Requirements:
Copy the listing from the line containing "Return the outline of every instance of the woman's raised" through the end of the listing, substituting "lifted arm" for "raised arm" and changing nothing else.

(Picture annotation records)
* * * * * * *
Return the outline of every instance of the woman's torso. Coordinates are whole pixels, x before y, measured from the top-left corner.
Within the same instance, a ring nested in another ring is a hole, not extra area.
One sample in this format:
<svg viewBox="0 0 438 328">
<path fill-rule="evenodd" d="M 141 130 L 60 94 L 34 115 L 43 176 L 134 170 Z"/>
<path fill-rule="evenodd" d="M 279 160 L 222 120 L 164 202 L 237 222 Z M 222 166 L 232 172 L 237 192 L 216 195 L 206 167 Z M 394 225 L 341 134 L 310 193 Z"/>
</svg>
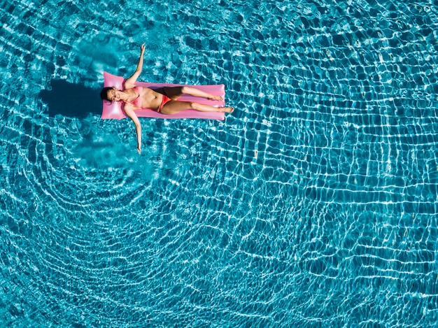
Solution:
<svg viewBox="0 0 438 328">
<path fill-rule="evenodd" d="M 148 87 L 136 85 L 134 87 L 126 89 L 125 91 L 129 92 L 133 98 L 133 100 L 127 101 L 127 103 L 131 104 L 134 106 L 134 110 L 140 108 L 152 108 L 156 110 L 161 104 L 162 95 Z"/>
</svg>

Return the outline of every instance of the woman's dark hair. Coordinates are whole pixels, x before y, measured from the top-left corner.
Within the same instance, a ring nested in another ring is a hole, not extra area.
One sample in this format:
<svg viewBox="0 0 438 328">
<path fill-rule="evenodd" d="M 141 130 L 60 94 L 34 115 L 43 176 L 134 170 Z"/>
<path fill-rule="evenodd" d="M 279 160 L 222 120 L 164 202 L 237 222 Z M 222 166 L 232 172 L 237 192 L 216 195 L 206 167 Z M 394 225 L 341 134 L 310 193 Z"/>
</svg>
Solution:
<svg viewBox="0 0 438 328">
<path fill-rule="evenodd" d="M 101 99 L 108 100 L 108 101 L 112 102 L 110 99 L 108 99 L 108 92 L 111 90 L 113 90 L 111 87 L 105 87 L 104 89 L 102 89 L 102 91 L 100 92 Z"/>
</svg>

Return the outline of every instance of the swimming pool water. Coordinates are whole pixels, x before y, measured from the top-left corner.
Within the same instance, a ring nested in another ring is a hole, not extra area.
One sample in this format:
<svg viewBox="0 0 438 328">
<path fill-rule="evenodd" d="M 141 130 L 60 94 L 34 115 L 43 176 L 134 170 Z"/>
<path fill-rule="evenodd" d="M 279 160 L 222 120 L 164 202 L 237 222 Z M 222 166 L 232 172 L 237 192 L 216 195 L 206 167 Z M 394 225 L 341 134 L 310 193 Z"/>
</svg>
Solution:
<svg viewBox="0 0 438 328">
<path fill-rule="evenodd" d="M 3 327 L 435 327 L 433 1 L 1 1 Z M 225 121 L 102 120 L 102 72 Z"/>
</svg>

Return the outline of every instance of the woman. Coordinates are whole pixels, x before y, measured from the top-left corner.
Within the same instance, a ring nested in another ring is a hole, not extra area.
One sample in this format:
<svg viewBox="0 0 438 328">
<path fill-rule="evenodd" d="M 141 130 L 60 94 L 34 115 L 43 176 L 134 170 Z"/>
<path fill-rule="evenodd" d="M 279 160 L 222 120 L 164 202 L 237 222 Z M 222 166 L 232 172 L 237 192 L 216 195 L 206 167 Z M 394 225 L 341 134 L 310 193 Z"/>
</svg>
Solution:
<svg viewBox="0 0 438 328">
<path fill-rule="evenodd" d="M 193 108 L 202 112 L 222 111 L 232 113 L 232 107 L 216 108 L 195 102 L 180 101 L 178 98 L 182 94 L 202 97 L 209 99 L 222 100 L 221 96 L 215 96 L 191 87 L 163 87 L 153 90 L 148 87 L 137 87 L 134 85 L 143 69 L 143 55 L 146 48 L 141 45 L 140 59 L 132 76 L 123 83 L 123 90 L 115 87 L 104 87 L 100 93 L 102 100 L 122 101 L 123 110 L 127 116 L 135 124 L 137 133 L 137 151 L 141 153 L 141 124 L 135 110 L 141 108 L 151 108 L 165 115 L 172 115 L 185 109 Z"/>
</svg>

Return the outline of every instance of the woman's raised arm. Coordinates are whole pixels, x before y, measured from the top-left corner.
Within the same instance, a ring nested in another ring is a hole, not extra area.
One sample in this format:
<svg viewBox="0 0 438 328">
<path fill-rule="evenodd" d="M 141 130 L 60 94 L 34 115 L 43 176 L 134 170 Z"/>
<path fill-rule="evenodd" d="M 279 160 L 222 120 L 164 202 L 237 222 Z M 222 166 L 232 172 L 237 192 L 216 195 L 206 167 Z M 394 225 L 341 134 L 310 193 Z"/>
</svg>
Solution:
<svg viewBox="0 0 438 328">
<path fill-rule="evenodd" d="M 139 59 L 139 64 L 137 64 L 137 68 L 134 72 L 134 74 L 129 78 L 128 78 L 126 81 L 123 83 L 125 89 L 130 89 L 135 86 L 135 81 L 137 80 L 139 76 L 141 73 L 141 71 L 143 70 L 143 55 L 144 54 L 144 50 L 146 48 L 146 43 L 143 43 L 140 48 L 141 49 L 141 52 L 140 53 L 140 58 Z"/>
</svg>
* * * * * * *
Response to the exercise:
Return the outline of every instance of the woman's lifted arm. Coordinates are whole pixels, x before y, measured from the top-left corner.
Within the same instance, a ring nested in another ring is a hole, not extra area.
One sample in this format:
<svg viewBox="0 0 438 328">
<path fill-rule="evenodd" d="M 141 130 L 60 94 L 34 115 L 43 176 L 134 170 Z"/>
<path fill-rule="evenodd" d="M 279 160 L 222 120 L 164 202 L 237 222 Z M 222 166 L 232 172 L 237 192 L 216 195 L 206 167 Z M 394 225 L 341 134 L 310 193 Z"/>
</svg>
Solution:
<svg viewBox="0 0 438 328">
<path fill-rule="evenodd" d="M 139 59 L 139 64 L 137 64 L 137 68 L 134 72 L 134 74 L 129 78 L 128 78 L 126 81 L 123 83 L 125 89 L 130 89 L 135 86 L 135 81 L 137 80 L 139 76 L 141 73 L 141 71 L 143 70 L 143 55 L 144 54 L 144 50 L 146 48 L 146 43 L 143 43 L 140 48 L 141 49 L 141 52 L 140 53 L 140 58 Z"/>
</svg>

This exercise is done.